VOTRE OBJECTIF: Combien de lignes des items ci-dessous contiennent la chaîne « trousers », en tenant compte de la casse ? Indiquez seulement ce nombre.

ITEMS:
——
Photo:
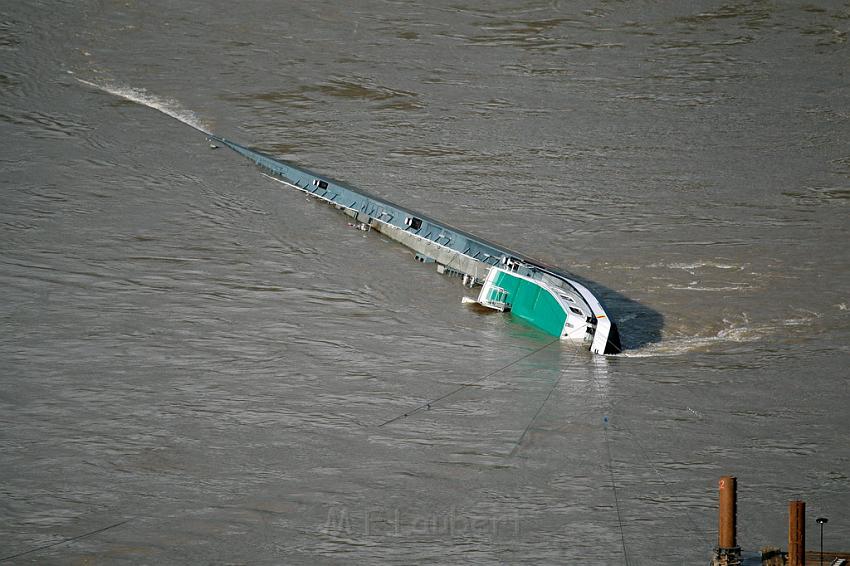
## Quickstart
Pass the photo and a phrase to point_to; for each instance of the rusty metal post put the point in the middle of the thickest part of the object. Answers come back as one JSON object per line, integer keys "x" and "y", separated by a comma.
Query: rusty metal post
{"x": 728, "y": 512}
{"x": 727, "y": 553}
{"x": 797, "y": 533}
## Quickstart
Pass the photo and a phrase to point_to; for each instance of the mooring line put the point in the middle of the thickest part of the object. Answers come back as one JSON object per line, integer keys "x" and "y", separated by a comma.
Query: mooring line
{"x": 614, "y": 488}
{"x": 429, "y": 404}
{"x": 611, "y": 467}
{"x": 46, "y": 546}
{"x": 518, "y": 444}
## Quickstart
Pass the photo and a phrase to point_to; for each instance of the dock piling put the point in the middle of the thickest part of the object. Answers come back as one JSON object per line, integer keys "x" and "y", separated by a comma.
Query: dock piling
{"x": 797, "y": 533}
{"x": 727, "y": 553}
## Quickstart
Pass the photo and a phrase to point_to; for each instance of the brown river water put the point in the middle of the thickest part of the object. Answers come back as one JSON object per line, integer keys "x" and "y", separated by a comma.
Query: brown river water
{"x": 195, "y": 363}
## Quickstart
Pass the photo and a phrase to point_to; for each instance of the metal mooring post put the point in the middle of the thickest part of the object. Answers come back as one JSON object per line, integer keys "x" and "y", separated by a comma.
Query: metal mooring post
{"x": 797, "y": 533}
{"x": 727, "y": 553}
——
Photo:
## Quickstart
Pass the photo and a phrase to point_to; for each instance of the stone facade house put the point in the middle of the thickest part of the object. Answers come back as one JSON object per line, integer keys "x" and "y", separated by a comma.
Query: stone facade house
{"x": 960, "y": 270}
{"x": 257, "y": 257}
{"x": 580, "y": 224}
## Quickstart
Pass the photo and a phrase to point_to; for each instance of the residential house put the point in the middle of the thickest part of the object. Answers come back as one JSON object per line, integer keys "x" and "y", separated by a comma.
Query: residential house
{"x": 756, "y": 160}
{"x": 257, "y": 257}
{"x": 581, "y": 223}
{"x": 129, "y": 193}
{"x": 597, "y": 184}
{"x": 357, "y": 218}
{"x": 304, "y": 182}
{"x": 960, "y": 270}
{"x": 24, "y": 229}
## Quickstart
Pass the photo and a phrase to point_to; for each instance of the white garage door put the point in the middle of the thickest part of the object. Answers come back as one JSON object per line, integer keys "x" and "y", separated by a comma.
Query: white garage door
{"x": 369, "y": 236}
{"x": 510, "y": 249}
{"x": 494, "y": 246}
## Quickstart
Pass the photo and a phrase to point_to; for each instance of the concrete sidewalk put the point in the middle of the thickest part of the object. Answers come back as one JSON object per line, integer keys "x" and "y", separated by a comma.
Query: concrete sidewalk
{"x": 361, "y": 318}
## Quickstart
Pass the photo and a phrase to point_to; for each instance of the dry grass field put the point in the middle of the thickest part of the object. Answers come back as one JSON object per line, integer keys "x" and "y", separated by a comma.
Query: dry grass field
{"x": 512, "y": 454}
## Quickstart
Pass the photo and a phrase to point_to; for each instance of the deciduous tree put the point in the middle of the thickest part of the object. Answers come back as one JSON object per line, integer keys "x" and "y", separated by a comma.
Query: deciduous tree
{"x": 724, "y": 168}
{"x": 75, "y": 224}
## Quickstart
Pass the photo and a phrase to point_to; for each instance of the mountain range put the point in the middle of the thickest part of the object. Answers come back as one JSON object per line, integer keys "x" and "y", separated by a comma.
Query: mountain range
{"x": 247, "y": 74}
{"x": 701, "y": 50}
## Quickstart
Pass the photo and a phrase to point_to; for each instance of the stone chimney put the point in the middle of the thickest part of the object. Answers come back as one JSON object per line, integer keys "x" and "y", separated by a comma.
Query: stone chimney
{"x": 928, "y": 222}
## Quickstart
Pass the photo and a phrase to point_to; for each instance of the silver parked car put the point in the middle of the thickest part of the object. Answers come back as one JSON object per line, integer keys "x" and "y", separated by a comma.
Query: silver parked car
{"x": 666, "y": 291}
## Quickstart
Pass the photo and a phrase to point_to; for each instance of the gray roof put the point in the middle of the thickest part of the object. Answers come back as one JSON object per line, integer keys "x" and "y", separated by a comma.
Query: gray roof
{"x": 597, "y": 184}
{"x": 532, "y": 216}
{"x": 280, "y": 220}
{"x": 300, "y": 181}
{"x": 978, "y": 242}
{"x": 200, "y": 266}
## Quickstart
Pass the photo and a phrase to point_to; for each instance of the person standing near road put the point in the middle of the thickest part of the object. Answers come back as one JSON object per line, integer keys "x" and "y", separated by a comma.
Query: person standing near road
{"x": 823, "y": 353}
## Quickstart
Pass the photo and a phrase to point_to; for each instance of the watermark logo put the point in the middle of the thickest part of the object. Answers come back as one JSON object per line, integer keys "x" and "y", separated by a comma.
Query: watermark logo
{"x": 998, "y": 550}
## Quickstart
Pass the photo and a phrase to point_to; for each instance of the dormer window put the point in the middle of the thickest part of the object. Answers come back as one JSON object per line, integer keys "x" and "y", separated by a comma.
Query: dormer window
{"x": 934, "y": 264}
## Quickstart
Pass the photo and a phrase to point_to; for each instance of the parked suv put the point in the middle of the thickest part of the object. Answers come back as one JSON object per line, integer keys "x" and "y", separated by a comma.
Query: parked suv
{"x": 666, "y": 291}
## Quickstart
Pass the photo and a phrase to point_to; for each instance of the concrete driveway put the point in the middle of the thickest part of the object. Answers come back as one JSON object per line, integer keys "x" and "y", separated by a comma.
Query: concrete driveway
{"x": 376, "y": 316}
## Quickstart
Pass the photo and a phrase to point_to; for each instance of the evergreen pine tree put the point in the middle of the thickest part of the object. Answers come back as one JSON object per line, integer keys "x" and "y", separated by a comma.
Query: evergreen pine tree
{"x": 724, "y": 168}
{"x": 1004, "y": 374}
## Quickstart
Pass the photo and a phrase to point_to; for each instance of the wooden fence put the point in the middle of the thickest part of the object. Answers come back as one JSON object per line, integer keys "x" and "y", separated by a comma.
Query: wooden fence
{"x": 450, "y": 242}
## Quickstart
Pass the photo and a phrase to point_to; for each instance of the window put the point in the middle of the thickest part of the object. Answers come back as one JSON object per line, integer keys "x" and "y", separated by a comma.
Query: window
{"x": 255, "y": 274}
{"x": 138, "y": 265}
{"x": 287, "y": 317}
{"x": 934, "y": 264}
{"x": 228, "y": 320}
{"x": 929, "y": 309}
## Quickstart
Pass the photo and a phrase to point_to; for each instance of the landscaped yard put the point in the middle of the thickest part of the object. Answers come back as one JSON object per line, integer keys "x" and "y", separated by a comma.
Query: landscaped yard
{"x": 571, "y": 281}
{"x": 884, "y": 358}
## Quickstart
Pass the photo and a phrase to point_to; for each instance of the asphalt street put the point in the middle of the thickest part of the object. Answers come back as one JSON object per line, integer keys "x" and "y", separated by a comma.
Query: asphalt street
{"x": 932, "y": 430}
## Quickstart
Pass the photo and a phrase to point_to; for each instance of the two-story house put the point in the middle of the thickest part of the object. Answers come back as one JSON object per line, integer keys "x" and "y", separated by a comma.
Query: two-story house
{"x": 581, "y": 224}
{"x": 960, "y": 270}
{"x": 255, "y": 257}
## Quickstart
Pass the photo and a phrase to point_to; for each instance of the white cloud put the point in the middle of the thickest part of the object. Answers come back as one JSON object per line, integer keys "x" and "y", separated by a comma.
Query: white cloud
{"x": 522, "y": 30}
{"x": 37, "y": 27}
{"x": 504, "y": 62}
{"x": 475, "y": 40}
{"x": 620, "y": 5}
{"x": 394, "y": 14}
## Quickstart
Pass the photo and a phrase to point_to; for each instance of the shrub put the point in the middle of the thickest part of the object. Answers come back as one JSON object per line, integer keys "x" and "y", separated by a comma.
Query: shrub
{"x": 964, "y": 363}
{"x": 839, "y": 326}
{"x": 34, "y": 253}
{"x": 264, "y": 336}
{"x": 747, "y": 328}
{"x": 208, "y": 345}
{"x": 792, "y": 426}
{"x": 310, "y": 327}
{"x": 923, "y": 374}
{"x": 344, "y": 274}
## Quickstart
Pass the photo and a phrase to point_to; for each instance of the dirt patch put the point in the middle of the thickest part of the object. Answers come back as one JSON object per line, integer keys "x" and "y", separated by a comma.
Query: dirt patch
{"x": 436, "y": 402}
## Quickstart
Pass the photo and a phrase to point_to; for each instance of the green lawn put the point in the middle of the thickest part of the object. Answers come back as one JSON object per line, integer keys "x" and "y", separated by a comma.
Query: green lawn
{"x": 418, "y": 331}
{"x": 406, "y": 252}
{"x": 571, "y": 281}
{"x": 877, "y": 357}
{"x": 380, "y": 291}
——
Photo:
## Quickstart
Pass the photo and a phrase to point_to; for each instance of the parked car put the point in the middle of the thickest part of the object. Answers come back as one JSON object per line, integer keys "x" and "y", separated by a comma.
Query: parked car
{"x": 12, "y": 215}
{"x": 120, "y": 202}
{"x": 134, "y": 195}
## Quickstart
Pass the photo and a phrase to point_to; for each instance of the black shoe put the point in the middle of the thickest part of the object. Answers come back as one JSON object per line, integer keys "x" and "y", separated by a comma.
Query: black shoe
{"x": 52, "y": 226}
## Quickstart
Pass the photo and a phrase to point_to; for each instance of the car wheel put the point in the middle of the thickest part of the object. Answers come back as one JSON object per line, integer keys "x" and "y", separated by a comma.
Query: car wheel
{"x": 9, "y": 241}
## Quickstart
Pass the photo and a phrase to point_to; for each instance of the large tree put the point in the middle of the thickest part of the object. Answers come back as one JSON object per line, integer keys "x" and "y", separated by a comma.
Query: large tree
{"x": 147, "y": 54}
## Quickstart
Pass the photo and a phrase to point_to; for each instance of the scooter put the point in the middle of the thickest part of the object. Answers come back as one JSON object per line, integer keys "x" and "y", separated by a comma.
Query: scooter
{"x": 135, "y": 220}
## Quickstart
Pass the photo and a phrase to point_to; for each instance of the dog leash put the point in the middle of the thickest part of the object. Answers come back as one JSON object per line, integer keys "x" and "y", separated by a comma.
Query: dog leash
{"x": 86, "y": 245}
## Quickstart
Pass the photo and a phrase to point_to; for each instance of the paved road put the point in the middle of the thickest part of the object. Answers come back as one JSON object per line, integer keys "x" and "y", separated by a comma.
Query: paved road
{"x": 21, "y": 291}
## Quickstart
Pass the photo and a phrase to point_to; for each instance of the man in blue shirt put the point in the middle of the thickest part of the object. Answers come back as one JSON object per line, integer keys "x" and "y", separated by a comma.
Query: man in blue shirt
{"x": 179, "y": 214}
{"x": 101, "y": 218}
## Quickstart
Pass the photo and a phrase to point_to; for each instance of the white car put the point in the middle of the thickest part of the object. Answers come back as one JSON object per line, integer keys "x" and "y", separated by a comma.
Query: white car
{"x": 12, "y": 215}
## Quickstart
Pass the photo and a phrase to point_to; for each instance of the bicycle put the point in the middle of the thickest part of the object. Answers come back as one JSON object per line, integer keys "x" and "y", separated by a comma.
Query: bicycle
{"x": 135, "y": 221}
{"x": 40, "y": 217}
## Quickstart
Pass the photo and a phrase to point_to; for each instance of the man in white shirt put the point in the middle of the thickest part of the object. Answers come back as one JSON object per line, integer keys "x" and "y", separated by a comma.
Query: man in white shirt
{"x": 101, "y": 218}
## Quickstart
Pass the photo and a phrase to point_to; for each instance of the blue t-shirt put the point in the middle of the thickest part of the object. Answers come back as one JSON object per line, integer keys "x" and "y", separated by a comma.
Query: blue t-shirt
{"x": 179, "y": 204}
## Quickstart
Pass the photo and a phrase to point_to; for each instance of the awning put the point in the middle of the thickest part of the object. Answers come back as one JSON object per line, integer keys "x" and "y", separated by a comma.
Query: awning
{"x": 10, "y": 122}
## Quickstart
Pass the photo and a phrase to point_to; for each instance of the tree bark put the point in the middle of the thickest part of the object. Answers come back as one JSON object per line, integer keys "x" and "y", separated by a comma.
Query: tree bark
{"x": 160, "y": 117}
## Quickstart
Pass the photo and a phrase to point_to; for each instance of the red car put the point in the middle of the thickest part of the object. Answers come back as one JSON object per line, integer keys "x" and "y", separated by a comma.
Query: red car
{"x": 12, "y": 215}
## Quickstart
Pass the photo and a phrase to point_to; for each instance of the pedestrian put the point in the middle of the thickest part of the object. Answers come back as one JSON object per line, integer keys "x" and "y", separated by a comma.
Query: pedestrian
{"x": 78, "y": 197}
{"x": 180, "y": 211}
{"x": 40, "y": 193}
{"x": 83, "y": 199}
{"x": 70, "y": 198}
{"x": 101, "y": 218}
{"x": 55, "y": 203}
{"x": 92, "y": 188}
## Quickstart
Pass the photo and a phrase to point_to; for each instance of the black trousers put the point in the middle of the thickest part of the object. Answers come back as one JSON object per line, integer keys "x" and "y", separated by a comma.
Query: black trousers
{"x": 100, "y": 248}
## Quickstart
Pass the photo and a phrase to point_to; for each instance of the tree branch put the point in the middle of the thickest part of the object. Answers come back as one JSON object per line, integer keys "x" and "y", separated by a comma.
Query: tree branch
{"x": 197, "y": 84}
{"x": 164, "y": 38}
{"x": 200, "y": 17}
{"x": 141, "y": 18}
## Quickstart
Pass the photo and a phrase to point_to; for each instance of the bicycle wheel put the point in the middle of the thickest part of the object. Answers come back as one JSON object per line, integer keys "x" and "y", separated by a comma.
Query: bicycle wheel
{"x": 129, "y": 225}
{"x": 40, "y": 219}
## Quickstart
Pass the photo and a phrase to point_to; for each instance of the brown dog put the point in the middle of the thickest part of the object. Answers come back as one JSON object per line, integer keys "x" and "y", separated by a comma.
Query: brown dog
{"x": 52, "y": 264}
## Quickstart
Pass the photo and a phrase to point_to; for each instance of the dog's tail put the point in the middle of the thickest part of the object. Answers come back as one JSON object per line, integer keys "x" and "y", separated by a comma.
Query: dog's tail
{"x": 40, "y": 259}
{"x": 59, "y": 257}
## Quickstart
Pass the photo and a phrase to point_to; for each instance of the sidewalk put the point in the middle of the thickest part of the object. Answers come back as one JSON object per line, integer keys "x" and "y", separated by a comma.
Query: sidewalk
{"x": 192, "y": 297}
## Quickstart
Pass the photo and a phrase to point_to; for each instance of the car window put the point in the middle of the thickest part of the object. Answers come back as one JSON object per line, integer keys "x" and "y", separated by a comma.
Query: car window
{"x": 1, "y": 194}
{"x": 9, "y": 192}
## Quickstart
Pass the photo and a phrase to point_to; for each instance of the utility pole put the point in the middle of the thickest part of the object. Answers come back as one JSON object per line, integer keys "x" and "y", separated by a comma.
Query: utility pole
——
RÉPONSE ATTENDUE: 2